Rewrite the records below, swapping every occurrence of "giving pixel coordinates shaped like" for "using pixel coordinates formatted like" and leaving everything else untouched.

(Excerpts of pointing data)
—————

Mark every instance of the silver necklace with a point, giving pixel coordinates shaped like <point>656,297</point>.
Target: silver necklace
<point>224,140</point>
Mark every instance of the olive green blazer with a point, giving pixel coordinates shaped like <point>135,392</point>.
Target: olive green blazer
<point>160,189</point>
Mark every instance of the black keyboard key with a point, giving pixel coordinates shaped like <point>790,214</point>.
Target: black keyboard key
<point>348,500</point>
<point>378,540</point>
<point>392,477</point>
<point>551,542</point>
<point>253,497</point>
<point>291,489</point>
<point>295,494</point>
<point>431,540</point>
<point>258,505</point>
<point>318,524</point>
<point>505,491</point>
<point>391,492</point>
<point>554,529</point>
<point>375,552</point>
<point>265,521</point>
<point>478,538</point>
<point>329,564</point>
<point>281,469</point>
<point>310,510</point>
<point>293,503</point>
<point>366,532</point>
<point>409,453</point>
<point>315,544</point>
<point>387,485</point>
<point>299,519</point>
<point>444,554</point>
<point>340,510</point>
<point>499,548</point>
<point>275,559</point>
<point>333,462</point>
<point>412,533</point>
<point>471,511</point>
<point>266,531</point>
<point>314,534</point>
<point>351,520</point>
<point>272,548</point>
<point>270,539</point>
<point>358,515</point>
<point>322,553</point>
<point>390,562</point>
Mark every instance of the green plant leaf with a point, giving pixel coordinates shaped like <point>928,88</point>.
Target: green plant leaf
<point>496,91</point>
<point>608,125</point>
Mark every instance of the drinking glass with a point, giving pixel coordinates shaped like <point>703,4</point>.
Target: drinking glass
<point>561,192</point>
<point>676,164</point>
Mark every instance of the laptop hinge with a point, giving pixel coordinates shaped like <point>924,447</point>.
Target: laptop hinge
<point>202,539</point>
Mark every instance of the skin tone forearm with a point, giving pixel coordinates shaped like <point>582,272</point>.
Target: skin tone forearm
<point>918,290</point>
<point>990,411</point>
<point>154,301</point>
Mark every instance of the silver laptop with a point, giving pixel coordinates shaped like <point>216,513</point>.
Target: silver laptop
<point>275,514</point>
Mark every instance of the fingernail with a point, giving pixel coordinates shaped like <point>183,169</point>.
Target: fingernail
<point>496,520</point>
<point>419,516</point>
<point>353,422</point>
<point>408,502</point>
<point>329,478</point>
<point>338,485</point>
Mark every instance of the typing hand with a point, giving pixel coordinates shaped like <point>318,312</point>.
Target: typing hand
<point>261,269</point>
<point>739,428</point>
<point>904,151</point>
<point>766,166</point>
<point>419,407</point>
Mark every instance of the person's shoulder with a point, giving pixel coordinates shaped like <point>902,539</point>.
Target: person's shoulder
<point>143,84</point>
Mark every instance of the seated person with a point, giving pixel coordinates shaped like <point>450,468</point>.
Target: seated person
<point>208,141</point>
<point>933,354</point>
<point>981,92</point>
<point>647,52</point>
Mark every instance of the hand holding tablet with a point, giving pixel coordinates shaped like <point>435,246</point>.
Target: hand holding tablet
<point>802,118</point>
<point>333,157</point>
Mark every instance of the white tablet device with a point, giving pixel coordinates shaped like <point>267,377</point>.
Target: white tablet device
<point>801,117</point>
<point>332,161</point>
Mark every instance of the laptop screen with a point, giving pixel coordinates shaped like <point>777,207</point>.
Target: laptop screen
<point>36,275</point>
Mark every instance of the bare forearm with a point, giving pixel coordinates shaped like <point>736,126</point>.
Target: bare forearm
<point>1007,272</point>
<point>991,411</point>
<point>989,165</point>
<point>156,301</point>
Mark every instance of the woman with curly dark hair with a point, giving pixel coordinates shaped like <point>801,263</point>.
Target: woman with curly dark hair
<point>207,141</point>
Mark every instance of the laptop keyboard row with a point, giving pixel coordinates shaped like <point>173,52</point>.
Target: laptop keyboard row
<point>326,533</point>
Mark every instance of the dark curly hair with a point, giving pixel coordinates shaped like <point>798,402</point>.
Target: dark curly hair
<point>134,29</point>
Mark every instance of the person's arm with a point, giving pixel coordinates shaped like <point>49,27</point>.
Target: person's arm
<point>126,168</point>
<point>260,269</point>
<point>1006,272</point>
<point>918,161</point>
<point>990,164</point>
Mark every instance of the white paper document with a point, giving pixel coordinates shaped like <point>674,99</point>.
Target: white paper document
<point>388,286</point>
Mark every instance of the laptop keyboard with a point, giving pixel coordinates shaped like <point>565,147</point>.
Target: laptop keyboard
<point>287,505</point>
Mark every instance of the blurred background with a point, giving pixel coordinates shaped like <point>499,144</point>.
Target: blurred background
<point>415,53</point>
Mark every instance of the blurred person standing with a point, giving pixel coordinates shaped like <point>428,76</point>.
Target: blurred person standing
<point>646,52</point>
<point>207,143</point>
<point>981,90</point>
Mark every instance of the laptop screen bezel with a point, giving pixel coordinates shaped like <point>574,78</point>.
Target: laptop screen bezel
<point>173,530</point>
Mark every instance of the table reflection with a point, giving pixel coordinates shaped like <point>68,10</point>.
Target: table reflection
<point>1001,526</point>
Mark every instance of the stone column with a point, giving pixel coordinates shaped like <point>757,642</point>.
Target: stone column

—————

__Response below__:
Mark every instance of the silver necklace with a point, using pixel coordinates formatted like <point>656,297</point>.
Target: silver necklace
<point>224,140</point>
Mark every instance of the olive green blazer with a point, using pixel coordinates formatted like <point>135,392</point>.
Target: olive green blazer
<point>160,189</point>
Mark every instance of the black keyboard key with a point, using pixel coordinates formatted like <point>790,214</point>.
Target: black keyboard key
<point>348,500</point>
<point>378,540</point>
<point>392,477</point>
<point>551,542</point>
<point>253,497</point>
<point>291,489</point>
<point>295,494</point>
<point>431,540</point>
<point>258,505</point>
<point>318,524</point>
<point>505,491</point>
<point>391,492</point>
<point>554,529</point>
<point>375,552</point>
<point>265,521</point>
<point>478,538</point>
<point>329,564</point>
<point>281,469</point>
<point>310,510</point>
<point>293,503</point>
<point>366,532</point>
<point>409,453</point>
<point>315,544</point>
<point>387,485</point>
<point>299,519</point>
<point>444,554</point>
<point>340,510</point>
<point>499,548</point>
<point>275,559</point>
<point>333,462</point>
<point>412,533</point>
<point>471,511</point>
<point>266,531</point>
<point>314,534</point>
<point>351,520</point>
<point>272,548</point>
<point>270,539</point>
<point>358,515</point>
<point>322,553</point>
<point>390,562</point>
Mark every instance of the green plant leaf with a point, using pixel coordinates formatted like <point>928,88</point>.
Target: green plant leaf
<point>496,91</point>
<point>608,125</point>
Mark every instance of the drinking glass with a point, using pixel coordinates formatted like <point>703,4</point>.
Target: drinking glass
<point>561,192</point>
<point>676,164</point>
Mark every instance of the laptop hinge with a point, using pixel coordinates formatted like <point>924,447</point>.
Target: laptop hinge
<point>202,539</point>
Mark every instance of the skin tone forearm with a point, using pixel coordinates formatted like <point>582,272</point>.
Target: skin tone forearm
<point>918,290</point>
<point>990,411</point>
<point>154,301</point>
Mark every instance of the silver laptop with a point, using pixel coordinates formatted like <point>216,513</point>.
Target: silver laptop
<point>275,514</point>
Mark every instance of the fingernail with a point, using pixel coordinates formatted like <point>183,169</point>.
Target: fingernail
<point>496,520</point>
<point>419,516</point>
<point>353,422</point>
<point>408,502</point>
<point>329,478</point>
<point>338,485</point>
Mark every instance of the typing hand with a point, using pixel coordinates formatted like <point>318,312</point>.
Target: typing hand
<point>261,269</point>
<point>739,428</point>
<point>904,151</point>
<point>766,166</point>
<point>419,407</point>
Mark every instance of the person's shoulder with a point, using pixel coordinates formatted like <point>902,539</point>.
Target: person's shoulder
<point>143,84</point>
Mark every instance of the seated person with a point, using pixel coordinates formatted like <point>450,468</point>.
Target: seated person
<point>208,141</point>
<point>933,354</point>
<point>981,92</point>
<point>647,52</point>
Mark every instance of the hand holding tablet with a point, using pixel coordinates formatted like <point>435,246</point>.
Target: hand holding tablet
<point>802,118</point>
<point>333,157</point>
Mark every instance of the white tablet device with a point, using pixel coordinates formatted like <point>267,377</point>.
Target: white tablet device
<point>801,117</point>
<point>332,161</point>
Mark every instance of the laptop screen with a point, using pixel coordinates formatted like <point>777,207</point>.
Target: laptop screen
<point>36,275</point>
Mark every instance of the bare forearm with a point, using pixel coordinates formatted like <point>736,126</point>.
Target: bare forearm
<point>1007,272</point>
<point>991,411</point>
<point>989,165</point>
<point>156,301</point>
Mark every instance of the woman with curly dark hair with a point, using pixel coordinates formatted like <point>801,263</point>.
Target: woman with curly dark hair
<point>207,141</point>
Mark every instance of the laptop keyboard row with a point, using pixel coordinates formatted like <point>173,52</point>.
Target: laptop keyboard row
<point>326,533</point>
Mark every instance of the dark curly hair with a point, using pixel coordinates formatted like <point>798,402</point>.
Target: dark curly hair
<point>134,29</point>
Mark every instance of the person's arm with a point, using pixel coordinates formatted like <point>49,27</point>.
Target: person's arm
<point>126,168</point>
<point>260,269</point>
<point>1006,272</point>
<point>918,161</point>
<point>990,164</point>
Mark every instance of the white paper document with a point, using pixel coordinates formatted like <point>674,99</point>.
Target: white paper document
<point>388,286</point>
Mark every instance of the laptop keyboard with a point, using pixel coordinates formatted like <point>565,147</point>.
Target: laptop keyboard
<point>287,505</point>
Mark every instance of the blurred background with a point, using pixel coordinates formatted like <point>499,144</point>.
Target: blurred background
<point>415,53</point>
Mark every instance of the blurred person standing with a point, using pixel coordinates formatted like <point>428,76</point>.
Target: blurred person standing
<point>646,52</point>
<point>207,143</point>
<point>981,90</point>
Mark every instance of the laptop screen bezel with a point, using pixel coordinates formatted like <point>574,78</point>.
Target: laptop screen bezel
<point>173,530</point>
Mark every instance of the table reflection with a point, using pixel coordinates formatted like <point>68,10</point>.
Target: table reflection
<point>1001,526</point>
Mark every instance of the stone column with a point, using pixel coordinates formatted like <point>757,642</point>.
Target: stone column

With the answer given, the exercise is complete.